- Poster
- Directed by: L. Raja
- Written by: V. C. Guhanathan
- Produced by: M. Saravanan M. Balasubramanian M. S. Guhan
- Starring: Arjun Nirosha
- Cinematography: K. S. Selvaraj
- Edited by: R. Vittal S. B. Mohan
- Music by: Chandrabose
- Production company: AVM Productions
- Release date: 16 June 1989;
- Running time: 128 minutes
- Country: India
- Language: Tamil

= Sonthakkaran =

Sonthakkaran is a 1989 Indian Tamil-language action film, directed by L. Raja and produced by M. Saravanan, M. Balasubramanian and M. S. Guhan. The film stars Arjun and Nirosha, while Sarath Babu, Madhuri, Radha Ravi and S. S. Chandran portray pivotal roles. The film was released on 16 June 1989.

== Plot ==

Policeman Rajadurai "Raja" arrests Yuvaraj for raping a woman and killing an old man. Chalapathi Rao, the father of Yuvaraj, gets Rajadurai trapped in a false rape charge and he loses his job. Yuvaraj comes back from jail to take revenge against Rajadurai.

=== Set exercise ===
From the Sonthakkaran film article, list every actor said to portray pivotal roles alongside the two leads.

Named object pointing entries

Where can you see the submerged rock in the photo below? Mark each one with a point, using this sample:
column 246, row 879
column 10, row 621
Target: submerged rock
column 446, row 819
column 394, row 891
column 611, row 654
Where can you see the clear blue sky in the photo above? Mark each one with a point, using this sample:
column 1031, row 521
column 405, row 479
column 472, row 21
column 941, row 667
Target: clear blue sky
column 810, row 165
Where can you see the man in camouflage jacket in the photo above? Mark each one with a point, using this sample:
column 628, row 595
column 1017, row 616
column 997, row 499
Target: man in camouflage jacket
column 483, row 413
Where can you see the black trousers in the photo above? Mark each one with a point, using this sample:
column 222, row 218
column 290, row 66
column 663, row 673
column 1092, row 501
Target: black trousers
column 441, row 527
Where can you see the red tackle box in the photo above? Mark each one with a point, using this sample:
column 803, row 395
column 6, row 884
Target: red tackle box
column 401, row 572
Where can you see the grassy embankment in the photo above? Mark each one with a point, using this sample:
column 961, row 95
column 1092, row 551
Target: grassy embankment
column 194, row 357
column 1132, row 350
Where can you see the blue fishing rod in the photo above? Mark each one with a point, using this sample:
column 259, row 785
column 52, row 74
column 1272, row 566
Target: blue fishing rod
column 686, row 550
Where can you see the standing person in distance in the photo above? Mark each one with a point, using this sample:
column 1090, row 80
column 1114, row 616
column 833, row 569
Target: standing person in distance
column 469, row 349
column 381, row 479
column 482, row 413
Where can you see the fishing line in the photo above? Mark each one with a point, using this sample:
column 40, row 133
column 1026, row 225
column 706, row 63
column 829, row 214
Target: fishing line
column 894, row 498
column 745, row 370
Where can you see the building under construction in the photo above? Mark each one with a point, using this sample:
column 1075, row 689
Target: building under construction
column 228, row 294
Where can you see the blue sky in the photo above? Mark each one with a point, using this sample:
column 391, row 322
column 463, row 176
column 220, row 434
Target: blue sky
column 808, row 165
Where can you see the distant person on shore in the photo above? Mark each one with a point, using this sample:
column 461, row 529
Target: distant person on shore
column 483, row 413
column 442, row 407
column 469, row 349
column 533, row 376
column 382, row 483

=== Written solution ===
Sarath Babu, Madhuri, Radha Ravi, S. S. Chandran